**The task:** Could you render every line of the data below as a JSON list of strings, one string per line, with blank lines and the pictures left out?

**Items:**
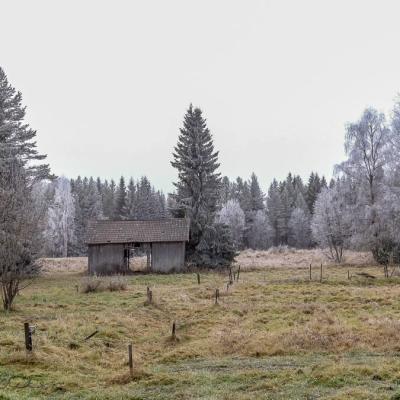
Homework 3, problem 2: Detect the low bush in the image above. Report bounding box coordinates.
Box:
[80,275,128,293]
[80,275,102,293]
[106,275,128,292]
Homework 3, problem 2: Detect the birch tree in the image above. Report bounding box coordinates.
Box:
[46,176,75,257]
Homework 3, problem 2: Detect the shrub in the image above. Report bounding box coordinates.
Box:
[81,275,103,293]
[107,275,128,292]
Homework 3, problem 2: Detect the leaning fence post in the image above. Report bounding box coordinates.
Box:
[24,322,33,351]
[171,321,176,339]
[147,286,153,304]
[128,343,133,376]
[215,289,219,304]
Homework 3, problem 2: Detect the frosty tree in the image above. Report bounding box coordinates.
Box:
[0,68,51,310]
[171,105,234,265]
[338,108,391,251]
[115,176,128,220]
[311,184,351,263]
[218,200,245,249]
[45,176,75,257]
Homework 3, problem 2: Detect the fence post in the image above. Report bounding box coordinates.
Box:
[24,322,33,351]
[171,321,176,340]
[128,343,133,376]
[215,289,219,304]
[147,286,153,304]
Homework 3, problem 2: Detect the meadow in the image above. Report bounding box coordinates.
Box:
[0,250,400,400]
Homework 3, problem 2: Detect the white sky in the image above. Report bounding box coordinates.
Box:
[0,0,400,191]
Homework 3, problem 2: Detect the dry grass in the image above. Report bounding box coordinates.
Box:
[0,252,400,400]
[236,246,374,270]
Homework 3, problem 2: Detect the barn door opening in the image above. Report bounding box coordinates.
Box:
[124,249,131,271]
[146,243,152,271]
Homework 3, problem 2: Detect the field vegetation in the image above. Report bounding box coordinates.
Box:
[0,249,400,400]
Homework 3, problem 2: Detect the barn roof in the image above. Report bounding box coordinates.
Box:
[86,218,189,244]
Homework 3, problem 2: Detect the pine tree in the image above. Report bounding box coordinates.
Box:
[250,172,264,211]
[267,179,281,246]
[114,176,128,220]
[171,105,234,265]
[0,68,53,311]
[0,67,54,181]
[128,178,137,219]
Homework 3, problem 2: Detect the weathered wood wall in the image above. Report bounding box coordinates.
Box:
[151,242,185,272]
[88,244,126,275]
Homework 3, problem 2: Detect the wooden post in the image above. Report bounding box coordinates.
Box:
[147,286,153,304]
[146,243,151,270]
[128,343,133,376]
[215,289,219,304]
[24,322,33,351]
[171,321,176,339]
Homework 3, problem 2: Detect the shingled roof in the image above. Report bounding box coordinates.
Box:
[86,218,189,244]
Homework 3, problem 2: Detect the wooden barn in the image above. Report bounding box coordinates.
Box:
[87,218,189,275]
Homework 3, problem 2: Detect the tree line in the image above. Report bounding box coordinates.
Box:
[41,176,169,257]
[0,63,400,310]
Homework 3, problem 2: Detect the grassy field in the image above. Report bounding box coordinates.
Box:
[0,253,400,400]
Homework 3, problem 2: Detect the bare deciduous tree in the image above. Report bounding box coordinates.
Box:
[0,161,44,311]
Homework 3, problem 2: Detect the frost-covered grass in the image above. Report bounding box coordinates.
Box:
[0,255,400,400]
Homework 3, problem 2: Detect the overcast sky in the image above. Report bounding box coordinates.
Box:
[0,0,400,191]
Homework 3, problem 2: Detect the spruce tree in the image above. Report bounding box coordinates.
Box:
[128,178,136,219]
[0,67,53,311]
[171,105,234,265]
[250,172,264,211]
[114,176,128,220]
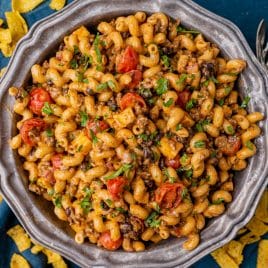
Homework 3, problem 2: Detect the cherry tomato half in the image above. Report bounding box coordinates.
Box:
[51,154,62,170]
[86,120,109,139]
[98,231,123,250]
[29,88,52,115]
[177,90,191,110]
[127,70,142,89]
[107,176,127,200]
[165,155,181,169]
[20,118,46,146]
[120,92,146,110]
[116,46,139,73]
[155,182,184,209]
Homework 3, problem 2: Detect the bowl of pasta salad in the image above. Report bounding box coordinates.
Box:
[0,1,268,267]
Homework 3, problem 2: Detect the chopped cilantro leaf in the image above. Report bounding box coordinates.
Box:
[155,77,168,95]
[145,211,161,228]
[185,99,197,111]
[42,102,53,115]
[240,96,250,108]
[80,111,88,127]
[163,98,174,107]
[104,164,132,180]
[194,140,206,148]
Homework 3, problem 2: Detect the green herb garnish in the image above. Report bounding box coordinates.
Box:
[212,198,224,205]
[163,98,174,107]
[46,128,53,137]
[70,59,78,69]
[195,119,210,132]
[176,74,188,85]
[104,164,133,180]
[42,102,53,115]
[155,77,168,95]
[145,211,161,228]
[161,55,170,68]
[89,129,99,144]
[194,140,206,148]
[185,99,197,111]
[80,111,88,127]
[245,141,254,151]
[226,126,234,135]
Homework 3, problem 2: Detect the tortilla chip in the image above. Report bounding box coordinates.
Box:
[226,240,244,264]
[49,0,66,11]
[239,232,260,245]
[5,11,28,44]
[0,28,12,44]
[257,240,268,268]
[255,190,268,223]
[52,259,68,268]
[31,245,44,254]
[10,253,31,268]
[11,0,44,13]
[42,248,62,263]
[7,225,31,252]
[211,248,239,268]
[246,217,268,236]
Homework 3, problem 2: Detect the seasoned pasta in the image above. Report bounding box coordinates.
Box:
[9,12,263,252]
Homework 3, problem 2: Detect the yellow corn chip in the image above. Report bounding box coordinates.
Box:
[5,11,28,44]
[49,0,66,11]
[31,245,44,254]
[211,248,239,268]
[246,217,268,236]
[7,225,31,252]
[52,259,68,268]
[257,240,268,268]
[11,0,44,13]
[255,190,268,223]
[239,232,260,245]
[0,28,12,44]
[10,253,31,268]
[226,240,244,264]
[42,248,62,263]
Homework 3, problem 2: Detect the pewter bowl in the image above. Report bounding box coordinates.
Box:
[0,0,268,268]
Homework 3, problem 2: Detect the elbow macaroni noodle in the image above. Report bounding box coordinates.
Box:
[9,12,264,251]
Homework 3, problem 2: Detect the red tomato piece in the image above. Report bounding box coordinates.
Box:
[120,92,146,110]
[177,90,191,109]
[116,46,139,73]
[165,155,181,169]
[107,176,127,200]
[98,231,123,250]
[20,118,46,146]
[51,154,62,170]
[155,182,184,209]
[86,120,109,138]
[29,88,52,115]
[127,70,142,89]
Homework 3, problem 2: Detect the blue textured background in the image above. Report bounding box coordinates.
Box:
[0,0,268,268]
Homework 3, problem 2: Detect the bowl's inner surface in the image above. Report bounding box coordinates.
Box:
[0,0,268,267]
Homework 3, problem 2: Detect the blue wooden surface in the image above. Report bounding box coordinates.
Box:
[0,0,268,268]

**Written answer:**
[
  "Homework 3, problem 2: Detect the low bush in the image above. Report bounding box coordinates.",
  "Box:",
  "[80,275,128,293]",
  "[80,275,102,293]",
  "[106,275,128,292]",
  "Homework 3, problem 2: Detect the birch tree in the image above. Report bounding box coordinates.",
  "Box:",
  "[46,176,75,257]",
  "Homework 3, problem 2: Detect the shrub in the image above. Report bounding box coordinates.",
  "Box:",
  "[81,275,103,293]",
  "[107,275,128,292]",
  "Homework 3, problem 2: Detect the leaning fence post in the image above. Report bounding box coordinates.",
  "Box:",
  "[24,322,33,351]",
  "[171,321,176,339]",
  "[147,286,153,304]",
  "[128,343,133,376]",
  "[215,289,219,304]",
  "Homework 3, problem 2: Detect the frosty tree in the image above. Report bounding box coordinates.",
  "Box:",
  "[0,68,51,310]",
  "[171,105,234,265]",
  "[338,108,391,251]",
  "[115,176,128,220]",
  "[311,184,351,263]",
  "[218,200,245,249]",
  "[45,176,75,257]",
  "Homework 3, problem 2: Detect the fence post in the image above. Report bounding box coordinates.",
  "Box:",
  "[24,322,33,351]",
  "[171,321,176,340]",
  "[128,343,133,376]",
  "[215,289,219,304]",
  "[147,286,153,304]",
  "Homework 3, problem 2: Detect the meadow in the image above. Report bounding box coordinates.",
  "Box:",
  "[0,250,400,400]",
  "Homework 3, problem 2: Detect the white sky in the image above. Report bounding box coordinates.",
  "Box:",
  "[0,0,400,191]",
  "Homework 3, problem 2: Detect the dry grass in the image above. Report bounding box coordinates.",
  "Box:",
  "[0,252,400,400]",
  "[236,246,374,270]",
  "Homework 3, problem 2: Detect the barn door opening in the image above. Report bounding box coordinates.",
  "Box:",
  "[124,249,131,271]",
  "[146,243,152,271]",
  "Homework 3, problem 2: Detect the field vegetation in the image above. Report bounding box coordinates.",
  "Box:",
  "[0,249,400,400]",
  "Homework 3, problem 2: Detect the barn roof in the image above. Report bounding box coordinates.",
  "Box:",
  "[86,218,189,244]",
  "Homework 3, problem 2: Detect the pine tree in the image above. Report bounding box coordinates.",
  "Box:",
  "[250,172,264,211]",
  "[267,179,281,246]",
  "[114,176,128,220]",
  "[171,105,234,265]",
  "[0,68,53,311]",
  "[0,67,54,181]",
  "[128,178,137,219]",
  "Homework 3, problem 2: Detect the weathered wood wall in the image above. Report bounding box coordinates.",
  "Box:",
  "[151,242,185,272]",
  "[88,244,126,275]",
  "Homework 3, problem 2: Detect the wooden post in the image above. Report bounding box coordinates.",
  "Box:",
  "[147,286,153,304]",
  "[146,243,151,270]",
  "[128,343,133,376]",
  "[215,289,219,304]",
  "[24,322,33,351]",
  "[171,321,176,339]",
  "Homework 3, problem 2: Detect the shingled roof in the image above. Report bounding box coordinates.",
  "Box:",
  "[86,218,189,244]",
  "Homework 3, problem 2: Detect the wooden barn in the image above. Report bounding box coordinates.",
  "Box:",
  "[87,218,189,275]",
  "Homework 3, problem 2: Detect the tree line in the image above. Report bounding box coordinates.",
  "Box:",
  "[41,176,169,257]",
  "[0,63,400,310]",
  "Homework 3, problem 2: Detect the grassy field in the image above. Report bounding box coordinates.",
  "Box:",
  "[0,253,400,400]",
  "Homework 3, problem 2: Detect the bare deciduous tree in the image above. Report bounding box coordinates.",
  "Box:",
  "[0,161,44,311]",
  "Homework 3, problem 2: Detect the frost-covered grass in the image above. Report bounding box coordinates.",
  "Box:",
  "[0,255,400,400]",
  "Homework 3, problem 2: Detect the overcast sky in the image above. Report bounding box coordinates.",
  "Box:",
  "[0,0,400,191]",
  "Homework 3, problem 2: Detect the spruce tree in the image above. Report bounding box coordinates.",
  "Box:",
  "[128,178,136,219]",
  "[0,67,53,311]",
  "[171,105,234,265]",
  "[250,172,264,211]",
  "[114,176,128,220]",
  "Homework 3, problem 2: Detect the cherry tomato half in the image above. Report bounding box coordinates.",
  "Box:",
  "[51,154,62,170]",
  "[86,120,109,139]",
  "[98,231,123,250]",
  "[29,88,52,115]",
  "[177,90,191,110]",
  "[127,70,142,89]",
  "[107,176,127,200]",
  "[165,155,181,169]",
  "[20,118,46,146]",
  "[120,92,146,110]",
  "[116,46,139,73]",
  "[155,182,184,209]",
  "Homework 3, problem 2: Detect the bowl of pasta salad in the image above. Report bounding box coordinates.",
  "Box:",
  "[0,1,268,267]",
  "Homework 3, problem 2: Detect the chopped cilantro leaf in the image above. Report bounding box coordinates.",
  "Box:",
  "[155,77,168,95]",
  "[145,211,161,228]",
  "[185,99,197,111]",
  "[42,102,53,115]",
  "[240,96,250,108]",
  "[80,111,88,127]",
  "[163,98,174,107]",
  "[104,164,132,180]",
  "[194,140,206,148]",
  "Homework 3, problem 2: Detect the green herb garnish in the image above. Report bounding box coordinates.",
  "Box:",
  "[212,198,224,205]",
  "[163,98,174,107]",
  "[46,128,53,137]",
  "[70,59,78,69]",
  "[195,119,210,132]",
  "[176,74,188,85]",
  "[104,164,133,180]",
  "[42,102,53,115]",
  "[155,77,168,95]",
  "[145,211,161,228]",
  "[161,55,170,68]",
  "[89,129,99,144]",
  "[194,140,206,148]",
  "[185,99,197,111]",
  "[80,111,88,127]",
  "[245,141,254,151]",
  "[226,126,234,135]",
  "Homework 3, problem 2: Detect the tortilla chip in the image above. Report bounding box coordinates.",
  "Box:",
  "[226,240,244,264]",
  "[49,0,66,11]",
  "[239,232,260,245]",
  "[5,11,28,44]",
  "[0,28,12,44]",
  "[257,240,268,268]",
  "[255,190,268,223]",
  "[52,259,68,268]",
  "[31,245,44,254]",
  "[10,253,31,268]",
  "[11,0,44,13]",
  "[42,248,62,263]",
  "[7,225,31,252]",
  "[211,248,239,268]",
  "[246,217,268,236]",
  "Homework 3, problem 2: Detect the seasoned pasta in the image above. Report bounding box coordinates.",
  "Box:",
  "[9,12,263,252]",
  "Homework 3, problem 2: Detect the yellow corn chip in the image above. Report bounding box coordinates.",
  "Box:",
  "[5,11,28,44]",
  "[49,0,66,11]",
  "[31,245,44,254]",
  "[211,248,239,268]",
  "[246,217,268,236]",
  "[7,225,31,252]",
  "[52,259,68,268]",
  "[257,240,268,268]",
  "[11,0,44,13]",
  "[255,190,268,223]",
  "[239,232,260,245]",
  "[0,28,12,44]",
  "[10,253,31,268]",
  "[226,240,244,264]",
  "[42,248,62,263]",
  "Homework 3, problem 2: Detect the pewter bowl in the image above. Report bounding box coordinates.",
  "Box:",
  "[0,0,268,268]",
  "Homework 3, problem 2: Detect the elbow macaroni noodle in the image above. Report bounding box coordinates.",
  "Box:",
  "[9,12,264,251]",
  "Homework 3, problem 2: Detect the red tomato piece in the image above. Report bounding box coordinates.",
  "Box:",
  "[120,92,146,110]",
  "[177,90,191,109]",
  "[116,46,139,73]",
  "[165,155,181,169]",
  "[107,176,127,200]",
  "[98,231,123,250]",
  "[20,118,46,146]",
  "[51,154,62,170]",
  "[155,182,184,209]",
  "[86,120,109,138]",
  "[29,88,52,115]",
  "[127,70,142,89]",
  "Homework 3, problem 2: Detect the blue textured background in the image above. Report bounding box coordinates.",
  "Box:",
  "[0,0,268,268]",
  "Homework 3, problem 2: Detect the bowl's inner surface in the image above. Report bounding box coordinates.",
  "Box:",
  "[0,0,268,267]",
  "Homework 3, problem 2: Detect the blue wooden surface in the image above. Report bounding box coordinates.",
  "Box:",
  "[0,0,268,268]"
]